begin Selected extract

Microsoft 365 license types explained simply is this: there are a few main families of plan, a long tail of add ons, and a strong commercial pull from Microsoft toward the most expensive editions. The skill in buying well is not knowing every plan, it is matching each group of users to the cheapest plan that covers what they actually do. Get that match right and Microsoft 365, usually the largest single line in the software budget, becomes far cheaper without anyone losing a capability they use.
As an independent, buyer side advisor with no Microsoft relationship and no reseller margin, we have no reason to push you up the plan ladder. This guide explains the main license families, where they overlap, and the right sizing decisions that cut the bill. Microsoft 365 is the centre of most digital workplaces, which is why it sits at the heart of any digital workplace cost optimization programme.
Microsoft 365 license types explained: the main plan families
Most organisations only need to understand four groups of plan. The enterprise plans, the business plans, the frontline plans, and the standalone and add on licences that sit alongside them.

end Selected extract
begin Data lines

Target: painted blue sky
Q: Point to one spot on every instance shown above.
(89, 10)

end Data lines

* [Instruction]: What comes next in the guide to Microsoft 365 license types? Continue it from its last sentence.

* [Response to this task]:
Enterprise plans: E3 and E5
The enterprise plans are built for larger organisations and carry the fullest feature sets. E3 covers the core Office applications, Exchange, SharePoint, Teams, and a solid baseline of security and compliance. E5 adds advanced security, advanced compliance, telephony, and analytics on top. As of June 2026, Microsoft lists Microsoft 365 E3 at 36.00 US dollars per user per month and E5 at 57.00 US dollars per user per month on an annual commitment (source: Microsoft 365 enterprise plans pricing page, microsoft.com, as of June 2026). That gap of 21 dollars per user per month is the single most consequential licensing decision most firms make.
The trap is buying E5 across the board for features only a subset of users need. We cover the calculation in detail in our guide on when E5 is worth it and when it is not. The short version is that E5 pays off for users who genuinely use its advanced security or telephony, and wastes money everywhere else.
Business plans
The business plans, including Business Basic, Business Standard, and Business Premium, are designed for smaller organisations and are capped at 300 seats. They deliver much of the same core functionality as the enterprise plans at a lower price. Business Premium in particular bundles strong security at a fraction of the E5 cost, which makes it attractive for firms under the seat cap. Above 300 seats you move to the enterprise family.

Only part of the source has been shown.